Short exercise 1: Edit the snowblower thread between "It could never" and "(Jan 5, 2005)", inclusive, changing "paved" to "gravel".

Reading text:
****************************************

An 11.5/30 2 stage strikes me as a lot of machine for your location (Princeton NJ?) Do you really get enough snow that a large machine is necessary? Or do you have a large area to clear? What were you using and why do you want a considerably larger unit? I agree that thin-cheap plastic chutes should be avoided. I haven't seen any Craftsmans lately. If the one you're looking at has a plastic chute, I'd almost bet it's a thin-cheap one. 
Have you looked at any other brands?

GrtArtiste


----------



## gbaker (Jan 4, 2006)

I suspect it is a some overkill for the area, but I have a long wide ended drive that I have never been able to blow off easily with the old one.
It could never blow all the way across. I acutally had to blow the same snow 3 times to get it all the way across because my house is against one side and end. I needed one with more distance. Plus I do a couple of neighbors.
I have looked at several other, more commercial units. Toro, Deere and Ariens. This one seems to have more bang for the buck. That is why I asked the question is it reliable.
I will look at the plastic chute thing, it may have a plastic chute, although my drive is paved.


----------



## PPP (Jan 5, 2005)

****************************************

Records shown:
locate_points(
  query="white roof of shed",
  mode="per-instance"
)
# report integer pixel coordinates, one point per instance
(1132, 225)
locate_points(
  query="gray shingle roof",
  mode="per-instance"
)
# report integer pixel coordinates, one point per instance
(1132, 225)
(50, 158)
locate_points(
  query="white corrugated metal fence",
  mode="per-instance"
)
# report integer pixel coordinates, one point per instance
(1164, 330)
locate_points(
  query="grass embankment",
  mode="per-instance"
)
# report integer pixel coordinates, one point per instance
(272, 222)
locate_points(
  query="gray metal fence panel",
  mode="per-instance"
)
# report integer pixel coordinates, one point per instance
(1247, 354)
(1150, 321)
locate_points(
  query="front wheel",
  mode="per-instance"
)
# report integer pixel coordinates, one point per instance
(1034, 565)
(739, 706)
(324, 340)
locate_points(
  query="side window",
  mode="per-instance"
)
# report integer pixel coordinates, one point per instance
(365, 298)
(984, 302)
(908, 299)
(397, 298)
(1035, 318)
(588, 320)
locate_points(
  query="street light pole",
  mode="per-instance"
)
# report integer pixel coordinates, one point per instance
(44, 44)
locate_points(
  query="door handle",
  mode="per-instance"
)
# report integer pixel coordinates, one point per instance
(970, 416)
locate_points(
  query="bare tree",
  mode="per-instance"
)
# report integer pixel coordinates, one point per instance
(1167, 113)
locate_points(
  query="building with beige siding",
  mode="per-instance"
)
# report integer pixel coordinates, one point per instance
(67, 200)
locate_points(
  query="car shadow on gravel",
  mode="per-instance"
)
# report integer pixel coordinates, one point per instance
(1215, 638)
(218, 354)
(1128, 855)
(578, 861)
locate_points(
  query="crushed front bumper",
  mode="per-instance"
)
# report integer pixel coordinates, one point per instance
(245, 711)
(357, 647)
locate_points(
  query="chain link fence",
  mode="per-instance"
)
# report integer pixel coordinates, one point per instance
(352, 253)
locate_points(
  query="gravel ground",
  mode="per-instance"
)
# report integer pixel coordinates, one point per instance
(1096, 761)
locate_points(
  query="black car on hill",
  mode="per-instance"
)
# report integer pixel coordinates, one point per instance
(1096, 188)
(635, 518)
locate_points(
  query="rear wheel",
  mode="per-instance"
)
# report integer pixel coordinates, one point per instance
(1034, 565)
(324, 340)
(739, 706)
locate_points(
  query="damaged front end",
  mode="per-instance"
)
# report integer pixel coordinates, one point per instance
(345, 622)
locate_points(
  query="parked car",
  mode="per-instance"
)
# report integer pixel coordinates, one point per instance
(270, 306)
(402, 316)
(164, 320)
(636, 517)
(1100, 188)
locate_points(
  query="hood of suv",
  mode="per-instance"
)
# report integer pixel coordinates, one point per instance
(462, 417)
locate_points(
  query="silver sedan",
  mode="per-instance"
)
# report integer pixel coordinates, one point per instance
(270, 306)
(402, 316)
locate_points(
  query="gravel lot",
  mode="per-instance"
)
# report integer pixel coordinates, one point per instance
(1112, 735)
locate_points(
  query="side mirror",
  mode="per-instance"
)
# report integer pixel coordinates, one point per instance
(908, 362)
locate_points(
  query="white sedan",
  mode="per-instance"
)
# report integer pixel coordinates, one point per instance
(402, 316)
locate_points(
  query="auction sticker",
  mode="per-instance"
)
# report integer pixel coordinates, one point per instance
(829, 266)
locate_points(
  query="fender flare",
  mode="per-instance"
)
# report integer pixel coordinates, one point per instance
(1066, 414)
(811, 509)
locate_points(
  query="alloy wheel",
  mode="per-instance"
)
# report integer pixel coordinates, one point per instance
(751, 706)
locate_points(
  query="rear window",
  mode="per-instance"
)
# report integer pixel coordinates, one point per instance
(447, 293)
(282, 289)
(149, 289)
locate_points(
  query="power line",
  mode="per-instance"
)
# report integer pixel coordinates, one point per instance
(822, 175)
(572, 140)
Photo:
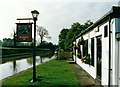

****************************************

Short exercise 2: Find every line of the listing that contains the string "front", matching case, and copy each one.

Exercise output 1:
It could never blow all the way across. I acutally had to blow the same snow 3 times to get it all the way across because my house is against one side and end. I needed one with more distance. Plus I do a couple of neighbors.
I have looked at several other, more commercial units. Toro, Deere and Ariens. This one seems to have more bang for the buck. That is why I asked the question is it reliable.
I will look at the plastic chute thing, it may have a plastic chute, although my drive is gravel.


----------



## PPP (Jan 5, 2005)

Exercise output 2:
  query="front wheel",
  query="crushed front bumper",
  query="damaged front end",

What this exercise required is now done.